**Directions**. Going from the top of the data below, give again each line through the one containing "Q: In the image above, where is the hair", both ends kept.

(Data records)

———

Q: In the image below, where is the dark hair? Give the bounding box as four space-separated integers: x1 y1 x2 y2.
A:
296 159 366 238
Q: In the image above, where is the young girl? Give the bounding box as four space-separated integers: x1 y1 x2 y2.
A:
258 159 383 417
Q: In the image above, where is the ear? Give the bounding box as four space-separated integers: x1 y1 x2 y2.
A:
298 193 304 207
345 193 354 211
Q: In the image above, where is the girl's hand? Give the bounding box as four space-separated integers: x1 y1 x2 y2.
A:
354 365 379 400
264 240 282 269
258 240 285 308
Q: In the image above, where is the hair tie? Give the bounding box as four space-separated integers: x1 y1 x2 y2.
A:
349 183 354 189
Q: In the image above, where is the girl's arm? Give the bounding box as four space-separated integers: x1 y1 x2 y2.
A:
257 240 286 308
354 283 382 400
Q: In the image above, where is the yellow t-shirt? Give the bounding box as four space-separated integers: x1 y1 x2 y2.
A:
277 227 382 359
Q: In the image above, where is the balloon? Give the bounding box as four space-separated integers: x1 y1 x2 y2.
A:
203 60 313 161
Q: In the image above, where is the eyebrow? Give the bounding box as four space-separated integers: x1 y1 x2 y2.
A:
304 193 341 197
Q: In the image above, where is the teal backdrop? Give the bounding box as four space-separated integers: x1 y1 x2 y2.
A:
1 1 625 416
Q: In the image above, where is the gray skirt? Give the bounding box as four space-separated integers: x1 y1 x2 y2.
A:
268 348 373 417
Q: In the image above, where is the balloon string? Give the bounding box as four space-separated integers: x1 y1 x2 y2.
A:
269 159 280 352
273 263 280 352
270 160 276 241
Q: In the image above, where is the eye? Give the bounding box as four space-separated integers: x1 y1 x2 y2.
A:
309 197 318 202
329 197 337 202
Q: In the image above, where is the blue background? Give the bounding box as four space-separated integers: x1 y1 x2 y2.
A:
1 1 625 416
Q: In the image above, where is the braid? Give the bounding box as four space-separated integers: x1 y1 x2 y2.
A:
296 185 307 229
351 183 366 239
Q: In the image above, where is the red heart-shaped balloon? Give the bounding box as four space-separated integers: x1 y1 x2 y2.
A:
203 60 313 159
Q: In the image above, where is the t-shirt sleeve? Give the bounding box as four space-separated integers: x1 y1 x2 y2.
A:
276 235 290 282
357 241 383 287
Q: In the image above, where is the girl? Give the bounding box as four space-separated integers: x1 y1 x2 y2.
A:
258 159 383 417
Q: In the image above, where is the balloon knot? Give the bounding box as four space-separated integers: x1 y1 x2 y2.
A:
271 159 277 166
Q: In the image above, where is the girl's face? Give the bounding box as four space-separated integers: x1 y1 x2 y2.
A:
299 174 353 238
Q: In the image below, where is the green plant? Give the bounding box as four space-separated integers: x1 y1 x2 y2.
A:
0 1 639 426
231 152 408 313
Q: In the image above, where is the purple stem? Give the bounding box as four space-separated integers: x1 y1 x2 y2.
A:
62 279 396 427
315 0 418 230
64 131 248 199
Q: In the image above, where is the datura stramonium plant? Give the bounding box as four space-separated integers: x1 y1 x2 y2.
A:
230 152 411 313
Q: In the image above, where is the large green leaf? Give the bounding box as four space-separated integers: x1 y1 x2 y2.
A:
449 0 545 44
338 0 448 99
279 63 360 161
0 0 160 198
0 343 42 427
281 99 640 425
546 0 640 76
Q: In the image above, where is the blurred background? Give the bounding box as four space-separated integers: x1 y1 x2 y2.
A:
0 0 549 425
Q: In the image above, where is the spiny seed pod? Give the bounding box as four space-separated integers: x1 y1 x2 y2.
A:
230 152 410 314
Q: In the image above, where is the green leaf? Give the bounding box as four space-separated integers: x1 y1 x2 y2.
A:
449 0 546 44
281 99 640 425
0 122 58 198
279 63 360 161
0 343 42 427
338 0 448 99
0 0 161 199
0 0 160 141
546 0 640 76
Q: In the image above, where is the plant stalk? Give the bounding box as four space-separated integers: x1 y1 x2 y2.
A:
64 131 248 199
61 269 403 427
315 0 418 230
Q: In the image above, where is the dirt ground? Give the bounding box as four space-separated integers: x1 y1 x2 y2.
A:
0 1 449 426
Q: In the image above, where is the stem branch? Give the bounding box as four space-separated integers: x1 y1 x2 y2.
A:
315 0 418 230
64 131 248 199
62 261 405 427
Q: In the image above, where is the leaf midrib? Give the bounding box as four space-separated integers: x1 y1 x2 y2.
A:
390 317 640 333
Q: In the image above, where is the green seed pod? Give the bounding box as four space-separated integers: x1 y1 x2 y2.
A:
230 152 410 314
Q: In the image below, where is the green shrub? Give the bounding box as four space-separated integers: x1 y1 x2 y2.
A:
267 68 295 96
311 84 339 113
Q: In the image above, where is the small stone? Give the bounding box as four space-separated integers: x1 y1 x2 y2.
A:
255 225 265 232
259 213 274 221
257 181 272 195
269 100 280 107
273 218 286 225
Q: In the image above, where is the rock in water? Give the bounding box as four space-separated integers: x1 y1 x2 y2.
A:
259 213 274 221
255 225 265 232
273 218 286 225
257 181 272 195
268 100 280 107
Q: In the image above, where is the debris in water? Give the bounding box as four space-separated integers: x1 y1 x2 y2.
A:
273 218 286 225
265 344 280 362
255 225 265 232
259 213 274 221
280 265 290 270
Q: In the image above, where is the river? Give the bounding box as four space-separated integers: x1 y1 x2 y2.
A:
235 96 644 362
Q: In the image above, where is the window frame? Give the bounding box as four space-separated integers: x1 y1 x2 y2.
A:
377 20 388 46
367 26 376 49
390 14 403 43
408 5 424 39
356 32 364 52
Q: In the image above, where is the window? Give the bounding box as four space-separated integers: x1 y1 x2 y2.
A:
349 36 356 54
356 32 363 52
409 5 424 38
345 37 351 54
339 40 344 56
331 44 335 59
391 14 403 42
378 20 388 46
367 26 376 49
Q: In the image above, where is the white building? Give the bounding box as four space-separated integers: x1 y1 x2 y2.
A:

———

**Response area**.
Q: In the image below, where is the dark hair? Give the bounding box as four space-separated integers: x1 y1 x2 y2.
A:
296 159 366 238
Q: In the image above, where is the young girl? Give the bounding box as four space-separated integers: x1 y1 x2 y2.
A:
258 159 383 417
Q: In the image above, where is the ear? Give the bounding box as four space-separated integers: x1 y1 x2 y2.
A:
298 193 304 207
345 193 354 211
Q: In the image above, where is the girl's hand? Give the bounding box as four space-separated integers: x1 y1 x2 y2.
A:
354 365 379 400
264 240 282 269
258 240 285 308
Q: In the image above, where is the hair tie? Give the bounding box as four space-separated integers: x1 y1 x2 y2.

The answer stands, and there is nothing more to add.